### [SUPPLIED DATA]
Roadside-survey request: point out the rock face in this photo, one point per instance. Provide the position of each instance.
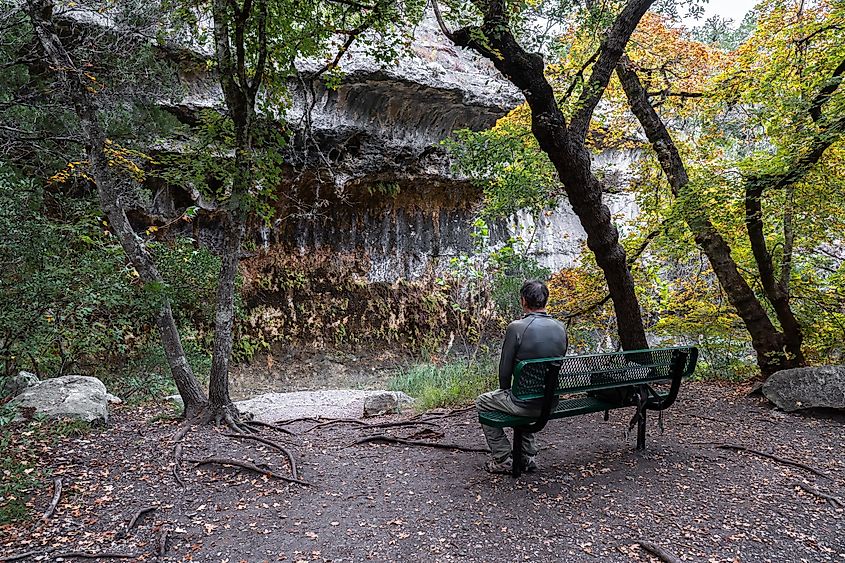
(342, 403)
(16, 384)
(71, 396)
(805, 388)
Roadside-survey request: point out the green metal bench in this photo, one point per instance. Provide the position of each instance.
(632, 373)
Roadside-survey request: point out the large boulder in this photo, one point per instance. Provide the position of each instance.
(16, 384)
(330, 403)
(69, 396)
(806, 388)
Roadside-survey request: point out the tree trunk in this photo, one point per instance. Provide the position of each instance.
(40, 13)
(218, 386)
(776, 293)
(769, 343)
(566, 149)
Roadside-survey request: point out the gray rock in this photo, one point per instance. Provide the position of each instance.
(389, 402)
(805, 388)
(175, 399)
(69, 396)
(333, 403)
(16, 384)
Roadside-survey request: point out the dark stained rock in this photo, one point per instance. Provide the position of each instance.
(805, 388)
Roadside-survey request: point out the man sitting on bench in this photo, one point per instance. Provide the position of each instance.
(535, 335)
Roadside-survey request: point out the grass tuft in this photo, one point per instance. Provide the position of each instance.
(454, 384)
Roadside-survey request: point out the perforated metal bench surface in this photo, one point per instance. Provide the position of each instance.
(546, 379)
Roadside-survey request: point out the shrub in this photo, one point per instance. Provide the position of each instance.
(456, 383)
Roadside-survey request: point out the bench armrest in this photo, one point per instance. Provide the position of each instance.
(682, 364)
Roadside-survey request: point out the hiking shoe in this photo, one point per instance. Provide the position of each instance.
(505, 466)
(529, 463)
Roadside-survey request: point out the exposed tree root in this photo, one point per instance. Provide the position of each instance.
(105, 555)
(834, 501)
(437, 416)
(775, 458)
(404, 423)
(19, 556)
(272, 444)
(273, 426)
(177, 449)
(57, 495)
(300, 419)
(658, 551)
(246, 465)
(391, 439)
(363, 424)
(138, 516)
(161, 547)
(337, 421)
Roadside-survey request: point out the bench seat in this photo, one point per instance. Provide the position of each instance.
(566, 408)
(635, 374)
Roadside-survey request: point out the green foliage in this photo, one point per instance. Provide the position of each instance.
(456, 383)
(71, 302)
(483, 286)
(514, 174)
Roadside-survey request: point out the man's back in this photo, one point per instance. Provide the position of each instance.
(536, 335)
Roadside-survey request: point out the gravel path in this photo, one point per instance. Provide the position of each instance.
(593, 499)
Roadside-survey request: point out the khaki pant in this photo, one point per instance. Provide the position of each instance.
(502, 401)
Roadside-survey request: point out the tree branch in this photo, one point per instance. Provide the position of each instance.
(439, 17)
(826, 92)
(612, 49)
(255, 83)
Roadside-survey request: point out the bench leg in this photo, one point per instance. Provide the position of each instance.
(641, 431)
(516, 454)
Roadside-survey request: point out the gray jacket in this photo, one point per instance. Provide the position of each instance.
(536, 335)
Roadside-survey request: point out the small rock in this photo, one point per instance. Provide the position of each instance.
(175, 399)
(16, 384)
(69, 396)
(389, 402)
(806, 388)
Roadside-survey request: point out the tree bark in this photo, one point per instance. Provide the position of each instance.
(108, 190)
(565, 146)
(775, 291)
(239, 93)
(218, 386)
(769, 343)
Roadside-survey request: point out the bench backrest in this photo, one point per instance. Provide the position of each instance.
(577, 374)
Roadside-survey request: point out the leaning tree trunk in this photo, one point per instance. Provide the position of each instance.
(107, 183)
(773, 354)
(565, 146)
(776, 291)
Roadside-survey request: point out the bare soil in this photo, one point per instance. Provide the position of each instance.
(593, 499)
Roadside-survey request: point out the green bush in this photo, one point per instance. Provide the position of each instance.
(73, 304)
(456, 383)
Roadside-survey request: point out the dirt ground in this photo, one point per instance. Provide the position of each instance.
(593, 499)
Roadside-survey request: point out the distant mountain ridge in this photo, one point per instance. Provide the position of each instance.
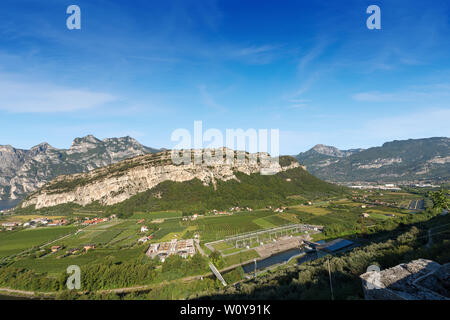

### [WHAT TO DO]
Starting at the line that contains "Roadside-survey request: point out the tree bark", write out exactly each line through the last one in the listing above, leaving out the pictures and adding nothing else.

### [TASK RESPONSE]
Roadside-survey request: point out the tree bark in this photo, one point per instance. Provide the position of each instance.
(108, 190)
(565, 146)
(775, 291)
(239, 93)
(218, 386)
(769, 343)
Roadside-survey request: point out the bench backrest in this photo, one point per instance. Provide the position of each instance.
(577, 374)
Roadside-survey request: point out the leaning tree trunk in this photo, one point per instance. Provide the position of each instance.
(107, 183)
(773, 354)
(565, 146)
(776, 291)
Roadside-survey request: point out the bare soil in this photo, one point per instance. Provide the position of each instance.
(593, 499)
Roadside-survey request: point out the green bush in this photo, one point per instance. Provide the position of each instance.
(73, 304)
(456, 383)
Roadside-survey request: point out the dirt ground in this photo, one point per instance. Provide the position of each instance.
(593, 499)
Roadside-survey request: point out the distant mountain ridge in this photo, one point per instance. Provide the position of each instance.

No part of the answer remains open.